-- START Exercise materials --

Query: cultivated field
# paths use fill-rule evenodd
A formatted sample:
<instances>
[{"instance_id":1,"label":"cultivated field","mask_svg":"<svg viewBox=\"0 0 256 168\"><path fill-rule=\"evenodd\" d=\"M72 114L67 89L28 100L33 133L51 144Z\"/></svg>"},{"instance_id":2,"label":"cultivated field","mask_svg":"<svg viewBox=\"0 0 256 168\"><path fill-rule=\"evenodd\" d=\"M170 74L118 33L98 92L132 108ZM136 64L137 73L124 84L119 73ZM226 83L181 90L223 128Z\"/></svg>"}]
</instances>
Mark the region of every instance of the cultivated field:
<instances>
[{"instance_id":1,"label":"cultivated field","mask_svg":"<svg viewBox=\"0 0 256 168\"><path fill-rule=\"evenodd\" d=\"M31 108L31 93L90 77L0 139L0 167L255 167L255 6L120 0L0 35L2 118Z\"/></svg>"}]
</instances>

-- END Exercise materials --
-- START Exercise materials --

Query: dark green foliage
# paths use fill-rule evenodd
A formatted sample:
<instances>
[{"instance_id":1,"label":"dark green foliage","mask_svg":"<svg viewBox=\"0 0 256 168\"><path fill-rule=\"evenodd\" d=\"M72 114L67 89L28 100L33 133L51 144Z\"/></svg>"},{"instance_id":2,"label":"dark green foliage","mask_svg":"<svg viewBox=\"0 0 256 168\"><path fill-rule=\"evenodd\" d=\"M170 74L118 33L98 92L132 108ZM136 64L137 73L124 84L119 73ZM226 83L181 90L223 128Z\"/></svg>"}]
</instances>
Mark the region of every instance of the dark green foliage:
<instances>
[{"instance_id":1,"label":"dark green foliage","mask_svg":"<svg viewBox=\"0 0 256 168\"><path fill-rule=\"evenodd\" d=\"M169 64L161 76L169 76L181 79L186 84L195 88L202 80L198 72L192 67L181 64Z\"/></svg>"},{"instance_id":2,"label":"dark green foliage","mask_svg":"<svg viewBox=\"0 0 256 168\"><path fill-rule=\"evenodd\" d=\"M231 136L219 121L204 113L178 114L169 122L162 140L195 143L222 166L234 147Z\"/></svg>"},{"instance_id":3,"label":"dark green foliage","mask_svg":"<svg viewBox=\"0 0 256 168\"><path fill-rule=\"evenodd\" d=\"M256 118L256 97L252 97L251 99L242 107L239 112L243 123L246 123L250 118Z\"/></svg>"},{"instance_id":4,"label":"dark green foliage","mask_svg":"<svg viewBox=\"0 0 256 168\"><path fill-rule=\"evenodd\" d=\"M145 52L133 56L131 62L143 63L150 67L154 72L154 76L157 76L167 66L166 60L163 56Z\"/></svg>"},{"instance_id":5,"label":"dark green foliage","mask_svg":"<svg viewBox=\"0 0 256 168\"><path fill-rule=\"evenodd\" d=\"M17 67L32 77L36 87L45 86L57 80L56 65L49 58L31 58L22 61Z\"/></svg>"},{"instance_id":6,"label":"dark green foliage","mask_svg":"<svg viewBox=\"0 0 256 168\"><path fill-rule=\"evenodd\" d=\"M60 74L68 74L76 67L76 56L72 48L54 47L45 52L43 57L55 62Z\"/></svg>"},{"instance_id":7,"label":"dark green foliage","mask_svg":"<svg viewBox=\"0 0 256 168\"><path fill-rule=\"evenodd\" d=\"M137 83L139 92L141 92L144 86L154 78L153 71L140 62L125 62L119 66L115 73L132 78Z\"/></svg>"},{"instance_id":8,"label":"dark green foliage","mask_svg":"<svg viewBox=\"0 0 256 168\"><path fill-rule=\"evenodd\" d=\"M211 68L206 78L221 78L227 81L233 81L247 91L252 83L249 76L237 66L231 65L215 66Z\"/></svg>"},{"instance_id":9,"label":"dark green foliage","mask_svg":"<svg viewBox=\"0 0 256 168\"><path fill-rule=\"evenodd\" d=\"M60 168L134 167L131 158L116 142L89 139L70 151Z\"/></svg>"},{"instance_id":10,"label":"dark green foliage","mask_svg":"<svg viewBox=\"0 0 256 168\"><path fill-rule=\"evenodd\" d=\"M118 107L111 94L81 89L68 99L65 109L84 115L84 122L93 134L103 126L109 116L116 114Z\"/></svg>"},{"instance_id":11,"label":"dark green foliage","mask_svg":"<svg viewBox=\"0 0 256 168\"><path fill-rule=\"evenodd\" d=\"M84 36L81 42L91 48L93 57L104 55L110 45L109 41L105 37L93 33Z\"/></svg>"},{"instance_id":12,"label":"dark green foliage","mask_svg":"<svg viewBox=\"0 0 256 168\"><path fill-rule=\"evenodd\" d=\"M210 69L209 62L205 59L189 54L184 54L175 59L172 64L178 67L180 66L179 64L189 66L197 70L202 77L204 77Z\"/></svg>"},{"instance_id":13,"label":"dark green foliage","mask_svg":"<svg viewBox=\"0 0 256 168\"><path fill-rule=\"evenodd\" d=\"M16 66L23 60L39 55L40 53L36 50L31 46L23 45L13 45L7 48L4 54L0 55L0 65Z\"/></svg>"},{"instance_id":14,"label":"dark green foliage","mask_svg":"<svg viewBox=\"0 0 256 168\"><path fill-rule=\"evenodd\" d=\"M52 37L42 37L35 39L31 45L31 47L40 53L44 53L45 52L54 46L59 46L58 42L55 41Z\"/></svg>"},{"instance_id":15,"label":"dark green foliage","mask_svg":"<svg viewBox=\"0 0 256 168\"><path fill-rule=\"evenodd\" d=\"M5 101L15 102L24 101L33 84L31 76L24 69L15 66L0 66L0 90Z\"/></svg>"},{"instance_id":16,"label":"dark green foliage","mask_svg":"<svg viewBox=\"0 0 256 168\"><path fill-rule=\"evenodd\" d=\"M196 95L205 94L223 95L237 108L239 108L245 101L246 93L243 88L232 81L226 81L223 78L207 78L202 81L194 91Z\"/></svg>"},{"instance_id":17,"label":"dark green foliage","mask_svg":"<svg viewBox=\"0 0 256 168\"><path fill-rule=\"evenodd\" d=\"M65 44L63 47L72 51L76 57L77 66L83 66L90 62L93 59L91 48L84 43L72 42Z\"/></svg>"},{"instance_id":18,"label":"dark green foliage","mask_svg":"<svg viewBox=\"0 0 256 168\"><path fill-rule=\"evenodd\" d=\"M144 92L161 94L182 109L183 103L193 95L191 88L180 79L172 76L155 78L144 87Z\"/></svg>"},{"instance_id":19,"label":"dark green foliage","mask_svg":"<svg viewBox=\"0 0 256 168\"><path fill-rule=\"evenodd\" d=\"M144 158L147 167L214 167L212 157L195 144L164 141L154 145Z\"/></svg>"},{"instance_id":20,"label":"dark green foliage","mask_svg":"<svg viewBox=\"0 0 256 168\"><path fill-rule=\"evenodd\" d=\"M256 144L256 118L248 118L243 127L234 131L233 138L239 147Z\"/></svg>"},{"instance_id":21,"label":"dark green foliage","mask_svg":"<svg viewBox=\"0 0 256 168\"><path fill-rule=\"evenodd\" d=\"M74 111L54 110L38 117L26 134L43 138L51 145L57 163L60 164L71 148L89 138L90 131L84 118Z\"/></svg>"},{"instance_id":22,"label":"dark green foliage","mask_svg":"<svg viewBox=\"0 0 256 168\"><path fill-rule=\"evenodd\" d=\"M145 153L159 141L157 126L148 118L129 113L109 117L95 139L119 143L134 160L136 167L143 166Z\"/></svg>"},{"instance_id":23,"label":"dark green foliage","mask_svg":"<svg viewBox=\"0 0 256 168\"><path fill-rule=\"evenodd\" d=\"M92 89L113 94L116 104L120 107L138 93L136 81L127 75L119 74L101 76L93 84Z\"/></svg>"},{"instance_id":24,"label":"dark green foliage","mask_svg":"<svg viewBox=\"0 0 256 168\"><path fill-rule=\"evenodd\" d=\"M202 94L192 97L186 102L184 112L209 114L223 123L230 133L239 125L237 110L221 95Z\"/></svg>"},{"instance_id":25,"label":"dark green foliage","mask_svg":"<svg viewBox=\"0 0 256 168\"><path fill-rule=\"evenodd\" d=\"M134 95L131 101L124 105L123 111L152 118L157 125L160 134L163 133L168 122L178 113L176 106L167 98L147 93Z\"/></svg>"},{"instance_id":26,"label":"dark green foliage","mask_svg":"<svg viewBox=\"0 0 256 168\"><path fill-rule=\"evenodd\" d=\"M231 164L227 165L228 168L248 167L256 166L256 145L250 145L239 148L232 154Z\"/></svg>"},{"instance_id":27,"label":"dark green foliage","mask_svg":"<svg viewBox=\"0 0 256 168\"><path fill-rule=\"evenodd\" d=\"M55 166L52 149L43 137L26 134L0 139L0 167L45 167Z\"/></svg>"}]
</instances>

-- END Exercise materials --
-- START Exercise materials --

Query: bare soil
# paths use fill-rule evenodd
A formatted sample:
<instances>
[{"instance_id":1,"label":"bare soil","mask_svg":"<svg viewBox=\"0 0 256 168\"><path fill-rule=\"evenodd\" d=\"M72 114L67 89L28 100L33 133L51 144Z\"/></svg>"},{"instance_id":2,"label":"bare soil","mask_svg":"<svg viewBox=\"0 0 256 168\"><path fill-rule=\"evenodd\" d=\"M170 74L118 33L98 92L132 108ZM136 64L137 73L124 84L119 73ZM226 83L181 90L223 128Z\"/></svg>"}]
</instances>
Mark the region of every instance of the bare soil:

-- END Exercise materials --

Find each line in the material above that contains the string "bare" and copy those lines out. Treat uppercase and lowercase letters as different.

Query: bare soil
[{"instance_id":1,"label":"bare soil","mask_svg":"<svg viewBox=\"0 0 256 168\"><path fill-rule=\"evenodd\" d=\"M72 114L67 89L28 100L33 133L51 144Z\"/></svg>"},{"instance_id":2,"label":"bare soil","mask_svg":"<svg viewBox=\"0 0 256 168\"><path fill-rule=\"evenodd\" d=\"M170 74L118 33L98 92L132 108ZM136 64L137 73L124 84L119 73ZM226 83L181 90L223 128Z\"/></svg>"}]
Mark the region of every instance of the bare soil:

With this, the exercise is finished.